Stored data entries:
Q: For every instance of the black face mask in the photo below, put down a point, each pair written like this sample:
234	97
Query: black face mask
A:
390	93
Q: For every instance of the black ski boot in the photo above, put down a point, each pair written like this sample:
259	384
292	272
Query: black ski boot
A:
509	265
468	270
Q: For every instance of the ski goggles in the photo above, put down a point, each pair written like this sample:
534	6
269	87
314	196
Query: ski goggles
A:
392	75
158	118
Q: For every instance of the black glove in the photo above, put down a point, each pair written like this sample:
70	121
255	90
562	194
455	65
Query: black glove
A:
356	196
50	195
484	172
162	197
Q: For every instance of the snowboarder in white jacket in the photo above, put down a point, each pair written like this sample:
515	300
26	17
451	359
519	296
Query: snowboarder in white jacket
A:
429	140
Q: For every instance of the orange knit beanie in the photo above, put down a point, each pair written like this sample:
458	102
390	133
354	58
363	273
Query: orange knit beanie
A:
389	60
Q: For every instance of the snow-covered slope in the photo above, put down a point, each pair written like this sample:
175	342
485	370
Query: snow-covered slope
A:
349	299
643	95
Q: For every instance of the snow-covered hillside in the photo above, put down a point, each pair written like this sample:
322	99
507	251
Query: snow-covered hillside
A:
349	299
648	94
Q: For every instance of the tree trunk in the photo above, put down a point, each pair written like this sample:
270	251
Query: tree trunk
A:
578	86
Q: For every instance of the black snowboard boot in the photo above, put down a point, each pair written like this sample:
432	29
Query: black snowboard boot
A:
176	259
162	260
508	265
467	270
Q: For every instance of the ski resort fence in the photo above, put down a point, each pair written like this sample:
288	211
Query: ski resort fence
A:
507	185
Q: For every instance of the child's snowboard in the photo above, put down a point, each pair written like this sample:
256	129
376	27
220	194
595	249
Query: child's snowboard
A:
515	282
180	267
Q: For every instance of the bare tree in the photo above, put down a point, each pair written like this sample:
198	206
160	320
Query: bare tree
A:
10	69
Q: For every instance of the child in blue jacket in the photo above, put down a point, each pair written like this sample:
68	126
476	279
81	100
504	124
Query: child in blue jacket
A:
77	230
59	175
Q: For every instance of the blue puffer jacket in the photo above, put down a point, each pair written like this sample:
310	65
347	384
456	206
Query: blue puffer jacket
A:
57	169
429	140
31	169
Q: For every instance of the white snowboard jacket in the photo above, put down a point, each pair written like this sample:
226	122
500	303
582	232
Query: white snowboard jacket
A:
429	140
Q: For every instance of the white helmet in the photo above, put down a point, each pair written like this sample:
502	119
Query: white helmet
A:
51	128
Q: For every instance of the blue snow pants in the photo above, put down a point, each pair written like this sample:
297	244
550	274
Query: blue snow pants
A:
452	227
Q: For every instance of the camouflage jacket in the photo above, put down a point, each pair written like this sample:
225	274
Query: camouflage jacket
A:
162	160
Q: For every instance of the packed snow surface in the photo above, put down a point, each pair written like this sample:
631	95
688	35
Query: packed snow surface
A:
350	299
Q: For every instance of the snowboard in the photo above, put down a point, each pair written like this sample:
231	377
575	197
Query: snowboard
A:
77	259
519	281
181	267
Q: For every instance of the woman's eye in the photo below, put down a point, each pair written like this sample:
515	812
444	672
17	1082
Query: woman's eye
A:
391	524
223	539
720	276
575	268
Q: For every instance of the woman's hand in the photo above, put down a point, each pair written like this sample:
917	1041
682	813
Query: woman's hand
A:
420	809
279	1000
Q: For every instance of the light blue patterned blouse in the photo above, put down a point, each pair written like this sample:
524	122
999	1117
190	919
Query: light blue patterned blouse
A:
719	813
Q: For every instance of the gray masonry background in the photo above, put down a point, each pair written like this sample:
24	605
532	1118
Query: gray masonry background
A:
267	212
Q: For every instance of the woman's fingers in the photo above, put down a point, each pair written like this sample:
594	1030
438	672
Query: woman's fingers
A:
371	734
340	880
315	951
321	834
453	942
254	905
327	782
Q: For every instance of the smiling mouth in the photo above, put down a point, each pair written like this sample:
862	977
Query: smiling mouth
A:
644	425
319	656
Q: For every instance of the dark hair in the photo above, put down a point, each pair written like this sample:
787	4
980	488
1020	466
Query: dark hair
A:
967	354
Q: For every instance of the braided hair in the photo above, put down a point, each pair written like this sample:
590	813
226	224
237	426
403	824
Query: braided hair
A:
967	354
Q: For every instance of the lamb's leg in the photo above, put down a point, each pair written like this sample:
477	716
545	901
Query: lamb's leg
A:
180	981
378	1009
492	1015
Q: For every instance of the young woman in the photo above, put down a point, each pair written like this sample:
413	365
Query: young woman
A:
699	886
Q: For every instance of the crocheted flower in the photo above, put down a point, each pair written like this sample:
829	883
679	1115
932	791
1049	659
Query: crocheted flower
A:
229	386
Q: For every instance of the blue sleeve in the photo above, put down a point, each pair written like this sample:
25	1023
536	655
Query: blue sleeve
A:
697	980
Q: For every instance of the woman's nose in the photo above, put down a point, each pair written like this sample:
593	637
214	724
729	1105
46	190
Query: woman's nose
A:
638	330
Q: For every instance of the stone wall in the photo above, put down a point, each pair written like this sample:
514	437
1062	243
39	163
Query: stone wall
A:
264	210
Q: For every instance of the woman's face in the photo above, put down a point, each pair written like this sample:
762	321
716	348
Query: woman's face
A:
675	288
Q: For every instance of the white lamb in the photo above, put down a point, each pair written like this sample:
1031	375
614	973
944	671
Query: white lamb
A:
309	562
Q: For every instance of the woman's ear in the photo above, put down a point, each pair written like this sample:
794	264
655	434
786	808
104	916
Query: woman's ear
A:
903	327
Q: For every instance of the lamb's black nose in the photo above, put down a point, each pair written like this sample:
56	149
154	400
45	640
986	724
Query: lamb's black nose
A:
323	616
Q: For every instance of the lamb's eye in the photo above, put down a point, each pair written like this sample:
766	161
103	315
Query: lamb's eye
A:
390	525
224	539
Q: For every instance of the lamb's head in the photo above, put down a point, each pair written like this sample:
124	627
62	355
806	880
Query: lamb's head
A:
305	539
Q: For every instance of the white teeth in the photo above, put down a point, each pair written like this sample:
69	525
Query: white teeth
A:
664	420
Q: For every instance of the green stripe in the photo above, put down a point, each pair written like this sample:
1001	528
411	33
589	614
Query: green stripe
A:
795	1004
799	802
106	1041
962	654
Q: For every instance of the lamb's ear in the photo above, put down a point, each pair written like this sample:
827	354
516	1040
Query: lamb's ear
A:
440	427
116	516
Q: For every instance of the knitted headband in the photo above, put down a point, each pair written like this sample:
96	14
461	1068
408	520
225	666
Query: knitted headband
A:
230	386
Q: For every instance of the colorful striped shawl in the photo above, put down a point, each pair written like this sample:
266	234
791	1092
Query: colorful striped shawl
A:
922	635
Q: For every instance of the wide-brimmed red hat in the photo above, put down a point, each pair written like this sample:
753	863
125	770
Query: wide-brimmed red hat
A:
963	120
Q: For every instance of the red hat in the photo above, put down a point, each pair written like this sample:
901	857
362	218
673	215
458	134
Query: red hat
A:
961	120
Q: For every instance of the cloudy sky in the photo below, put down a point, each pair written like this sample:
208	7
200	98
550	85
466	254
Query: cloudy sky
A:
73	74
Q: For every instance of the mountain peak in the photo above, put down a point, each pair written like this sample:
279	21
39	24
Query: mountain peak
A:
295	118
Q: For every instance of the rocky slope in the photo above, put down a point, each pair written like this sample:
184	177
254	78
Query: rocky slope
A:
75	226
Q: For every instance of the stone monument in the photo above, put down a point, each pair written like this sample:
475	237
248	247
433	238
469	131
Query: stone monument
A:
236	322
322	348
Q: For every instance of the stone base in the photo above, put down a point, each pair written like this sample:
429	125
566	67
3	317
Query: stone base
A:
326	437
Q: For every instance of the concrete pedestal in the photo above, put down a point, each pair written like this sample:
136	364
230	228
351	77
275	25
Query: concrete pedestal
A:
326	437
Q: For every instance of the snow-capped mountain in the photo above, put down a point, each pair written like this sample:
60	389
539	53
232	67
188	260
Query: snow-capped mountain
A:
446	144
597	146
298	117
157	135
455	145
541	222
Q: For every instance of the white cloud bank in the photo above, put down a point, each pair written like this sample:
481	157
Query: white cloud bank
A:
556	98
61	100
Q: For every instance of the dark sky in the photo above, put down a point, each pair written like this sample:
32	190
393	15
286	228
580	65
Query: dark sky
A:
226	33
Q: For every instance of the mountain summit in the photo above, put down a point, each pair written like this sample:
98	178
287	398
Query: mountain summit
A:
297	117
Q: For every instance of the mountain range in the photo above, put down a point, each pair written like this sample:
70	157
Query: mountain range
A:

Task details
Return the line that contains "Q: For every instance of the snow-capped" and all lines after it, verbatim, and nothing else.

Worked solution
Q: For every instance of the snow-capped mountain in the photo above, put down a point, each pair written like this sample:
60	389
539	53
232	67
188	260
Query: snow-capped mountain
A:
446	144
597	146
298	117
157	135
455	145
541	222
Q: For every instance of the white cloud bank in the photo above, put down a point, each pair written like this sample:
481	157
Query: white cloud bank
A:
556	98
61	100
Q: For every instance of the dark sky in the photo above, put down a point, each pair written like this sample:
32	190
393	15
286	228
580	65
Query: dark sky
A:
226	33
Q: For every instance of the mountain summit in the photo above, put down a point, each pair written like this sample:
98	178
287	398
Query: mountain summit
A:
297	117
Q: For every instance of the mountain range in the photo above, put down a point, each pair written like this sample:
70	157
Query: mountain range
A:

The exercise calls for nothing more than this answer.